* [PROBLEM DESCRIPTION] Set out each of the records below as an item in a numbered list, omitting any blank lines.

** start **

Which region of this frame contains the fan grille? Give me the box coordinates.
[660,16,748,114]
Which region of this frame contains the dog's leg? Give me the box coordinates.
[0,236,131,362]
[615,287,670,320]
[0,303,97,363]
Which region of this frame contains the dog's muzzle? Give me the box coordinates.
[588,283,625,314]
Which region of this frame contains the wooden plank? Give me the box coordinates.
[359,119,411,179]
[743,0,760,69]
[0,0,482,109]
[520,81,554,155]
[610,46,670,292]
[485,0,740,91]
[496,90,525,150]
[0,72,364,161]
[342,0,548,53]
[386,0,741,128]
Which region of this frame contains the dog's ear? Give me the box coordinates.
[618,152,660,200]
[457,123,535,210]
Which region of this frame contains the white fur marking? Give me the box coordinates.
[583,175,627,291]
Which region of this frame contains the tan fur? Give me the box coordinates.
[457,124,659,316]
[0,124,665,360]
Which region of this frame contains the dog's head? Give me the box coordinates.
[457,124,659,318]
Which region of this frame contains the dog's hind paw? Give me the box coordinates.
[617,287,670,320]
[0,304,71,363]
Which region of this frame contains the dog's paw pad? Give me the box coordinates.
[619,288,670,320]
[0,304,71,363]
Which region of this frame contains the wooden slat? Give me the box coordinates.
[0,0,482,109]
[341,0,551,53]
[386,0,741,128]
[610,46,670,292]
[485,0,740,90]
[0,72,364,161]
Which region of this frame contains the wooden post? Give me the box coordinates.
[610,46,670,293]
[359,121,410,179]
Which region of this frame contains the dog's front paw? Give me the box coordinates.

** end **

* [FINAL RESULT]
1. Which region of this frame contains the fan grille? Give me the box coordinates.
2. [660,16,748,114]
3. Which region of this frame contains the dog's leg? Give me the box coordinates.
4. [0,236,131,362]
5. [615,287,670,320]
6. [0,303,97,363]
7. Which region of this frame contains the dog's muzzle? Give me the box coordinates.
8. [588,283,625,314]
9. Which region of this frame contains the wooden plank? Give me the box coordinates.
10. [359,119,411,179]
11. [743,0,760,69]
12. [0,0,482,109]
13. [520,81,554,155]
14. [610,46,670,292]
15. [485,0,740,91]
16. [496,90,525,150]
17. [0,72,364,161]
18. [342,0,548,53]
19. [386,0,741,128]
20. Which region of this frame contains the dog's ear? Give me the box coordinates.
21. [618,152,660,200]
22. [457,123,535,210]
23. Which region of this frame contains the white fur marking? Give me the box coordinates.
24. [583,175,627,291]
25. Which region of this frame contains the tan fur? Give me the box coordinates.
26. [457,124,659,316]
27. [0,124,665,360]
28. Which region of this frame contains the dog's head? Give me the box coordinates.
29. [457,124,659,318]
30. Which region of this frame contains the dog's hind paw? Give me the box coordinates.
31. [617,287,670,320]
32. [0,304,71,363]
33. Which region of this frame contains the dog's paw pad? Give me the box coordinates.
34. [619,288,670,320]
35. [0,304,71,363]
36. Which region of this frame contains the wooden slat? Give me the box coordinates.
37. [0,0,482,109]
38. [341,0,551,53]
39. [386,0,741,128]
40. [610,46,670,292]
41. [485,0,740,90]
42. [0,72,364,161]
43. Which region of this frame contains the wooden post? Give me the box coordinates.
44. [610,46,670,293]
45. [359,121,410,179]
46. Which region of this frame contains the dog's front paw? Give me the box coordinates.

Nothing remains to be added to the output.